(Stored records)
-------------------------

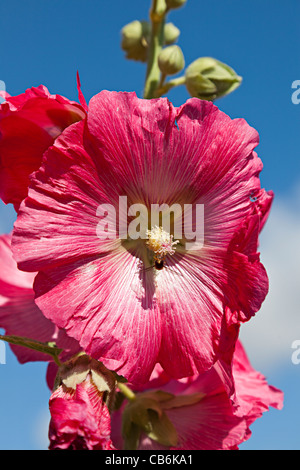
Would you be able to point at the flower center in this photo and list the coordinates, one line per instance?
(160, 243)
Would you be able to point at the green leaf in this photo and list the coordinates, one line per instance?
(46, 348)
(163, 430)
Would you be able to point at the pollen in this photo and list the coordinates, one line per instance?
(160, 242)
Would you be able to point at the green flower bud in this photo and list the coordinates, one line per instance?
(171, 60)
(175, 3)
(81, 367)
(135, 39)
(209, 79)
(171, 33)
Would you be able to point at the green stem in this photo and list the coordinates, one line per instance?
(157, 17)
(46, 348)
(127, 392)
(165, 87)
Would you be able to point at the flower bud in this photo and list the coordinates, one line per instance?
(80, 406)
(171, 33)
(209, 79)
(175, 3)
(171, 60)
(76, 370)
(135, 38)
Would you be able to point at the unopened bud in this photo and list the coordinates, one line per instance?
(171, 60)
(135, 39)
(171, 33)
(209, 79)
(81, 368)
(175, 3)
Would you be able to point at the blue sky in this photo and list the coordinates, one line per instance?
(47, 42)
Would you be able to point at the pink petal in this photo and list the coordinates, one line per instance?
(29, 124)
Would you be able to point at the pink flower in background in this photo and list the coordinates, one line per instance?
(29, 124)
(80, 418)
(20, 316)
(105, 292)
(201, 412)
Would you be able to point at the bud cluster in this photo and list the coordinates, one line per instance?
(206, 78)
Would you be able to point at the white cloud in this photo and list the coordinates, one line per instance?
(268, 337)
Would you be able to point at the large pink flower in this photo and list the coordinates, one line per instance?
(105, 292)
(29, 124)
(201, 412)
(20, 316)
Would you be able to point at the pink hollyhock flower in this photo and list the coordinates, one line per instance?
(199, 408)
(184, 312)
(80, 418)
(20, 316)
(29, 124)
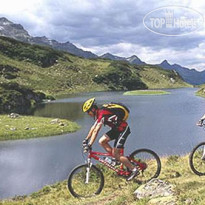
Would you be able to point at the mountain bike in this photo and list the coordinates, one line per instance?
(197, 158)
(87, 180)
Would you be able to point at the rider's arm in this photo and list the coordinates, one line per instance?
(95, 132)
(203, 117)
(91, 131)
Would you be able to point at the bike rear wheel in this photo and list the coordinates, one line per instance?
(151, 164)
(85, 181)
(197, 159)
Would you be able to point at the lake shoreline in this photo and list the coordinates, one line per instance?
(15, 127)
(175, 171)
(146, 92)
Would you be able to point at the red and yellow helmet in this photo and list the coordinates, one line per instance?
(88, 104)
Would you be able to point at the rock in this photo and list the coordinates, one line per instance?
(55, 121)
(157, 190)
(14, 115)
(168, 200)
(172, 80)
(13, 129)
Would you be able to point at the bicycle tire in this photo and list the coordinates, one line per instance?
(196, 163)
(152, 161)
(78, 188)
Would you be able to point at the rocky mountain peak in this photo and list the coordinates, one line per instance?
(16, 31)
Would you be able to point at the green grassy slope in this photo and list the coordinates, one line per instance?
(189, 189)
(54, 72)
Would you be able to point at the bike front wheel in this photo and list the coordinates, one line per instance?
(197, 159)
(85, 181)
(148, 163)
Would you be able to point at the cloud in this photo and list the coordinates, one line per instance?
(114, 26)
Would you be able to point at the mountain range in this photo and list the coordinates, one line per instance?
(190, 76)
(133, 59)
(16, 31)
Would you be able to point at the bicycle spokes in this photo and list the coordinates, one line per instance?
(197, 159)
(147, 162)
(85, 181)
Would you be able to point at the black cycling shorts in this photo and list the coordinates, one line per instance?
(119, 137)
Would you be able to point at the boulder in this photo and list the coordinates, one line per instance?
(158, 191)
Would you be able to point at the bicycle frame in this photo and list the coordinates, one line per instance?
(120, 171)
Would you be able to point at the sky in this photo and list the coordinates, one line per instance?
(115, 26)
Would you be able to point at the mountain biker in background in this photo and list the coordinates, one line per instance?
(119, 132)
(200, 122)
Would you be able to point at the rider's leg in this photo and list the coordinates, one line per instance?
(104, 143)
(122, 159)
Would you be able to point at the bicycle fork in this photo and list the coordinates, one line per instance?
(87, 176)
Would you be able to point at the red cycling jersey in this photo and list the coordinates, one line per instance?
(110, 119)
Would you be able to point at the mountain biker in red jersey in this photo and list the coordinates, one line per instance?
(119, 132)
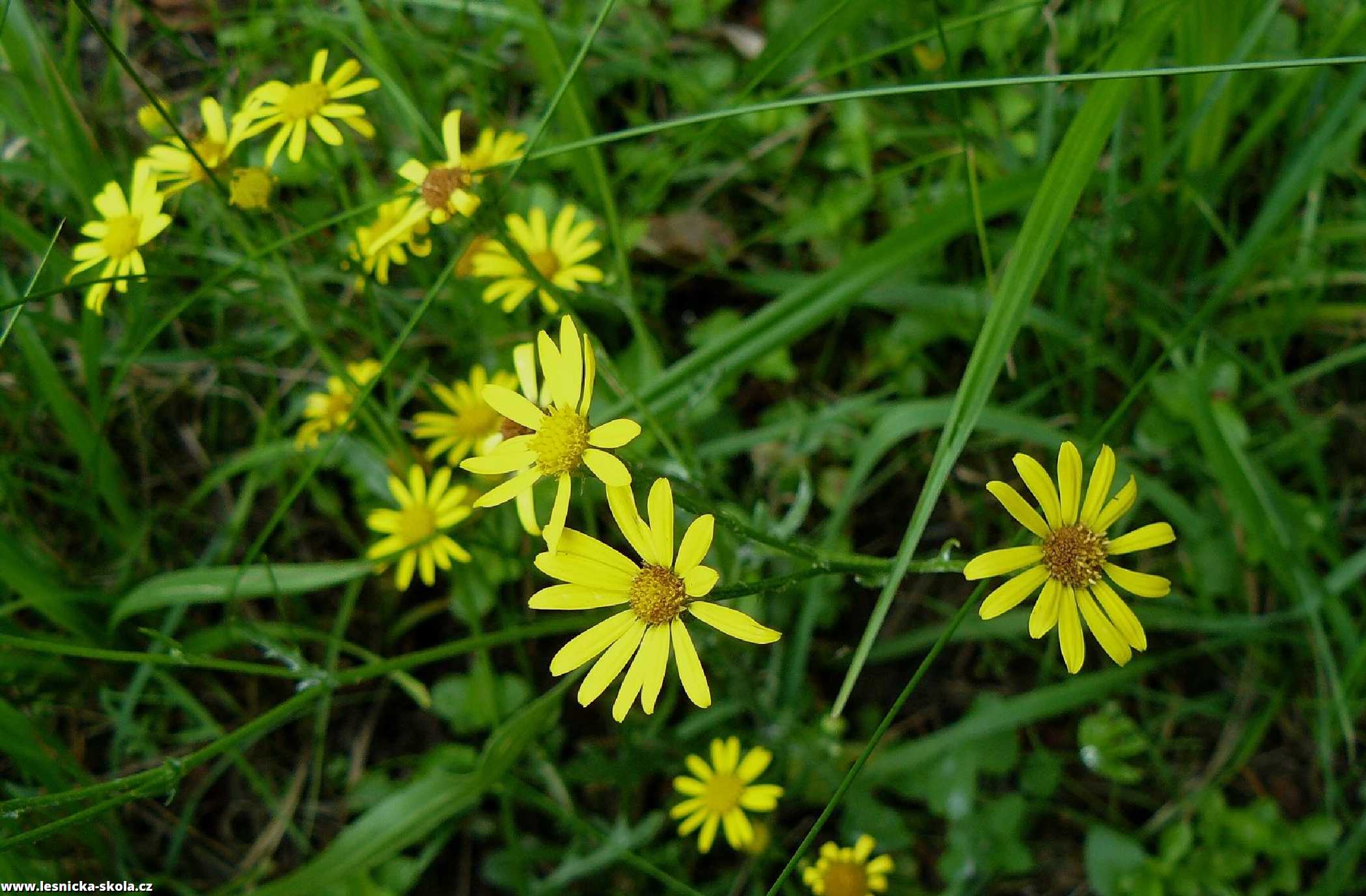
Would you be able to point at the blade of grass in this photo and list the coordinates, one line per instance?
(1040, 236)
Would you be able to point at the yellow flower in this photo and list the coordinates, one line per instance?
(1071, 555)
(376, 256)
(847, 871)
(492, 149)
(470, 425)
(294, 108)
(658, 595)
(331, 409)
(414, 532)
(250, 188)
(720, 792)
(558, 441)
(176, 167)
(129, 221)
(443, 188)
(558, 256)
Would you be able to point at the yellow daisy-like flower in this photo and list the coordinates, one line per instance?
(250, 189)
(719, 794)
(558, 256)
(470, 424)
(1071, 555)
(329, 409)
(656, 593)
(414, 532)
(556, 441)
(376, 256)
(129, 221)
(443, 188)
(847, 871)
(175, 164)
(296, 108)
(492, 149)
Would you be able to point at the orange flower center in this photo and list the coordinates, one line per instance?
(846, 878)
(122, 236)
(1074, 555)
(658, 597)
(303, 102)
(440, 184)
(723, 791)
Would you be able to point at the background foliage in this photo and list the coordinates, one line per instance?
(844, 315)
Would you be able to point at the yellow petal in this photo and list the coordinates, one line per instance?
(656, 649)
(1141, 583)
(1070, 632)
(514, 406)
(1144, 537)
(662, 521)
(1111, 641)
(732, 623)
(1103, 474)
(695, 542)
(1041, 486)
(1068, 481)
(1118, 507)
(614, 433)
(1044, 615)
(608, 469)
(1012, 592)
(611, 663)
(689, 665)
(1001, 562)
(1121, 615)
(592, 642)
(1018, 507)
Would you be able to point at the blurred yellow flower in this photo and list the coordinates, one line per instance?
(492, 149)
(658, 595)
(376, 256)
(250, 189)
(558, 256)
(331, 409)
(176, 167)
(719, 794)
(469, 424)
(443, 188)
(1071, 555)
(129, 221)
(294, 108)
(556, 441)
(414, 532)
(847, 871)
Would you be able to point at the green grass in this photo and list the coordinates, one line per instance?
(846, 282)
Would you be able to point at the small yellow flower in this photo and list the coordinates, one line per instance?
(847, 871)
(250, 189)
(492, 149)
(1071, 555)
(470, 424)
(129, 221)
(414, 532)
(294, 108)
(558, 257)
(176, 167)
(719, 794)
(558, 441)
(658, 595)
(444, 188)
(376, 256)
(331, 409)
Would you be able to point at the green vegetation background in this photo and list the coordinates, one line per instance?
(846, 316)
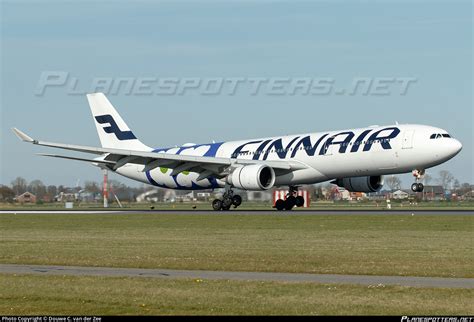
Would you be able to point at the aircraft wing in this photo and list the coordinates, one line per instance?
(116, 158)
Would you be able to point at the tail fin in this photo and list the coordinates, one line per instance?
(113, 131)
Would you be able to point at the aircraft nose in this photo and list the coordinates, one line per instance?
(453, 147)
(456, 146)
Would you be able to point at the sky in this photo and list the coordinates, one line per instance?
(429, 42)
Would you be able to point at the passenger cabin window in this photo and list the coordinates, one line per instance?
(439, 136)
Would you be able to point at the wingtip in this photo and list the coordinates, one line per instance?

-------------------------

Work required
Without the pictures, write out the whole listing above exactly as it appears.

Response to the exercise
Would you be able to point at the flower center in this photo and list the coordinates, one line per instance?
(160, 243)
Would you be able to point at the green leaf in this photo and list the coordinates, one line per instance?
(46, 348)
(163, 430)
Would you be able to point at the pollen in this photo and list the coordinates, one line per instance?
(160, 242)
Would you be able to point at the green flower bud in this photo and list the coordinates, one line per instance?
(171, 60)
(175, 3)
(81, 367)
(135, 39)
(209, 79)
(171, 33)
Would you be able to point at the green stem in this photo and list the coordinates, one line per instance?
(157, 17)
(46, 348)
(127, 392)
(165, 87)
Would you be able to point at the flower bud in this photo and list the coordinates, one line per instance?
(80, 406)
(171, 33)
(209, 79)
(175, 3)
(171, 60)
(76, 370)
(135, 38)
Would you be able to point at the unopened bud in this photo and list the coordinates, one line per instance?
(171, 60)
(135, 39)
(171, 33)
(209, 79)
(81, 368)
(175, 3)
Would you be able to point at the blue sky in this photo and list the coordinates, one line per instance?
(47, 42)
Would you be able to point at the pink petal in this photo and list the coordinates, one line per instance?
(29, 124)
Would you be able to point at the pink flower in background in this photo and list the coordinates, one line per instance?
(29, 124)
(80, 418)
(20, 316)
(105, 292)
(201, 412)
Would you be able to point at the bud cluster in this photo and list the coordinates, one line per instance?
(206, 78)
Would you be able to point at the white cloud in this photo and list the coordinates, one line per instance?
(268, 337)
Would you be able to point at the large pink flower in this photo and list the coordinates, one line per instance?
(105, 292)
(29, 124)
(201, 412)
(20, 316)
Would you be able to point at the pink hollyhock flower in this photo and list the coordinates, one line per instance?
(199, 408)
(184, 312)
(80, 418)
(20, 316)
(29, 124)
Would you be able to point at the mountain bike in this photo and list the coordinates, one line per instance?
(197, 158)
(87, 180)
Would you be able to point at the rider's arm in this photo and list the coordinates, one line per instance?
(95, 132)
(203, 117)
(91, 131)
Would you be able to point at the bike rear wheel in this photo and list the coordinates, one line per instance?
(151, 164)
(85, 181)
(197, 159)
Would you be able to point at the lake shoreline in this photo and list the coordinates, one line per instance?
(15, 127)
(175, 171)
(146, 92)
Would you be able to point at the red and yellow helmet in this photo and list the coordinates, one line per instance?
(88, 104)
Would you be able to point at the rock in this photo and list the coordinates, one line per instance?
(55, 121)
(157, 190)
(14, 115)
(168, 200)
(172, 80)
(13, 129)
Would you be able to point at the bicycle tire in this photo and list the coordinates, one line per instance?
(196, 163)
(152, 161)
(78, 188)
Would you be able to point at the rocky mountain peak in this photo and list the coordinates, one line per instance?
(16, 31)
Would you be able to point at the green grassy slope in this photo and list the coordinates, one line per instance?
(189, 189)
(54, 72)
Would you be able to point at the bike front wheel in this photo and list the coordinates, one line per instance?
(197, 159)
(85, 181)
(148, 163)
Would you be able to point at the cloud in this photo and list the coordinates, one line per instance?
(114, 26)
Would you be able to point at the mountain range in this photo and list the coordinates, one line per instance?
(190, 76)
(133, 59)
(16, 31)
Would you be able to point at the bicycle spokes in this photo and list the coordinates, one line per instance?
(197, 159)
(147, 162)
(85, 181)
Would you be able to point at the black cycling shorts in this photo and list the coordinates, one line per instance?
(119, 137)
Would you be able to point at the boulder in this photo and list the coordinates, one line per instance?
(158, 191)
Would you be able to point at the bicycle frame in this photo and list the coordinates, one line per instance?
(120, 171)
Would you be able to point at the sky in this photo and list the coordinates, one line per instance?
(115, 26)
Would you be able to point at the mountain biker in background in this photo and list the coordinates, one line per instance?
(119, 132)
(200, 122)
Would you be able to point at the rider's leg in this photo and list the coordinates, one line per instance?
(104, 143)
(122, 159)
Would you be able to point at the bicycle fork in this photo and list the coordinates, one line per instance?
(87, 176)
Would you be able to point at the red cycling jersey in this photo and list the coordinates, one line per instance?
(110, 119)
Would you be able to point at the mountain biker in red jersey in this photo and list the coordinates, one line per instance?
(119, 132)
Would you be able to point at the blade of grass in this photo and list the coordinates, one line per instance?
(1040, 236)
Would you be able to point at the yellow flower in this photo and list the coordinates, one line per instance?
(1071, 555)
(376, 256)
(847, 871)
(492, 149)
(470, 425)
(294, 108)
(658, 595)
(331, 409)
(414, 532)
(250, 188)
(720, 792)
(558, 441)
(176, 167)
(129, 221)
(443, 188)
(558, 256)
Would you be able to point at the yellow daisy-like flower in this photo and list the coordinates, one line per instance?
(250, 189)
(719, 794)
(558, 256)
(470, 424)
(1071, 555)
(329, 409)
(656, 593)
(414, 532)
(556, 441)
(376, 256)
(129, 221)
(443, 188)
(847, 871)
(175, 164)
(296, 108)
(492, 149)
Would you be able to point at the orange flower center in this photo and list the coordinates, one line per instance?
(846, 878)
(122, 236)
(1074, 555)
(658, 597)
(303, 102)
(440, 184)
(723, 791)
Would you be able to point at the background foliage in this photo and list the coordinates, one line per instance?
(844, 315)
Would you be able to point at the yellow petal in this photo and list the coordinates, one line per instance?
(656, 649)
(1141, 583)
(1070, 632)
(514, 406)
(1144, 537)
(662, 521)
(1111, 641)
(732, 623)
(1103, 474)
(695, 542)
(1041, 486)
(1068, 481)
(1118, 507)
(614, 433)
(1044, 615)
(608, 469)
(1012, 592)
(611, 663)
(689, 665)
(1001, 562)
(1121, 615)
(592, 642)
(1018, 507)
Would you be able to point at the blurred yellow flower in this photo and list the coordinates, one line per instance?
(492, 149)
(658, 595)
(376, 256)
(250, 189)
(558, 256)
(331, 409)
(176, 167)
(719, 794)
(469, 424)
(443, 188)
(1071, 555)
(129, 221)
(294, 108)
(556, 441)
(414, 532)
(847, 871)
Would you be able to point at the green grass in this photo and list the coordinates, one line per instance?
(846, 282)
Would you be able to point at the small yellow flower in this photo and list the coordinates, one line per instance?
(847, 871)
(250, 189)
(492, 149)
(1071, 555)
(470, 424)
(129, 221)
(414, 532)
(294, 108)
(558, 257)
(176, 167)
(719, 794)
(558, 441)
(658, 595)
(444, 188)
(376, 256)
(331, 409)
Would you be able to point at the green vegetation background in this photo and list the coordinates, one line per instance?
(846, 316)
Would you be able to point at the aircraft wing in this photo and list the coordinates, one line per instance?
(116, 158)
Would you be able to point at the tail fin in this photo and list the coordinates, one line per instance?
(113, 131)
Would you be able to point at the aircraft nose in this photo and list the coordinates, one line per instance?
(453, 147)
(456, 146)
Would you be able to point at the sky in this photo and list the coordinates, one line per instance?
(429, 42)
Would you be able to point at the passenger cabin window in this photo and list the coordinates, one line per instance?
(439, 136)
Would you be able to point at the wingtip in this photo and list the coordinates, one line per instance?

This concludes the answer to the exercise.